Given text —
• • • • •
I had seen this mentioned in the Denver Post a little while back - a crack is endangering part of the Cliff Palace ruin at Mesa Verde National Park. Visitors have been kept away from one of the kivas at the cliff dwelling. Our friend Kathy Fiero was in charge of ruins stabilization at the park for many years. I'm not sure who has that job now.
A wide-ranging study of mitochondrial DNA from domesticated chickens seems to indicate that they are all descended from a few mother hens in Southeast Asia.
In another "food archaeology" finding (like my post on black drink last week) researchers have found cacao residue on 2,500 year-old Mayan ceramics. These traces were found on plates, rather than in bowls or cups. We have known for a long time that cacao was used to make drinks in prehistoric Mesoamerica, but this may be the first indication it was used in food preparation, a great-grandfather of the mole' sauce we know today.
• • • • •
Stored data —
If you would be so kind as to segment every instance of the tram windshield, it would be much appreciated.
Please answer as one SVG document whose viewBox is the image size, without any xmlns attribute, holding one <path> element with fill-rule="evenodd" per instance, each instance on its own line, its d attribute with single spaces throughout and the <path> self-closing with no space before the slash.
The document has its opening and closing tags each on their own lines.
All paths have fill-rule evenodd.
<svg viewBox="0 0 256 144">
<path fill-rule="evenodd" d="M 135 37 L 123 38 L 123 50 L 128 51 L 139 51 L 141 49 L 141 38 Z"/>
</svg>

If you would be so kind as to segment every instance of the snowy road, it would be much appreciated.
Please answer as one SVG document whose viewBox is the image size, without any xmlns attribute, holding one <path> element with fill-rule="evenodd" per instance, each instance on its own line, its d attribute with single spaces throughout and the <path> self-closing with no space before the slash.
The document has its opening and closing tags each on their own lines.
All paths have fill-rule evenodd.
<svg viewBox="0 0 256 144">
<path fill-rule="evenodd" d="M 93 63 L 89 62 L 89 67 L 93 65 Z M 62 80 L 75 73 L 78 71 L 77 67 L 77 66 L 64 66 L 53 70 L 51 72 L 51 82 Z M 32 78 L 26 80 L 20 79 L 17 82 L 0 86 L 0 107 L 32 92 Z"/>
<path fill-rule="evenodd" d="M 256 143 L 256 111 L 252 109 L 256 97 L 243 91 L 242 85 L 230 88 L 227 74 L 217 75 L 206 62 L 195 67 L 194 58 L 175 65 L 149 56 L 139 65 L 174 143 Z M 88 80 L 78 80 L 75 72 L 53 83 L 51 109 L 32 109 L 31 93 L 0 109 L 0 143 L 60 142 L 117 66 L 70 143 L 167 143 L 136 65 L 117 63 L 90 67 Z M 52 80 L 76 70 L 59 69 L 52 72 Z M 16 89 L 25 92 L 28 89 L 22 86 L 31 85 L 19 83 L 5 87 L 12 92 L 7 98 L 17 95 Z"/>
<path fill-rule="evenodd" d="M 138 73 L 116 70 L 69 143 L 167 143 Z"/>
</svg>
• • • • •
Your assignment — Continue the archaeology news notes at the top of the page, picking up after their final sentence.

Response —
William Faulkner's famous novel "The Sound and the Fury" is known as a tour de fource in stream of consciouness writing. Everyone (Faulkner included) has always said that it is very difficult to follow. Especially the sections dealing with the developmentally challenged Benjy, who has no sense of time: past present and future are all as one with him. Faulkner apparently wanted Benjy's various past and present thought streams printed in color-coded type to make them easier to follow. He didn't think that was practical however, in the publishing world that he inhabited. Now the Folio Society has taken on his challenge and is issuing a new edition trying the colored type approach.
An archaeologist believes she may have discovered two new Egyptian pyramid complexes using Google Earth. No one's gone out to field-check them yet. You'd think they would have waited for that, wouldn't you?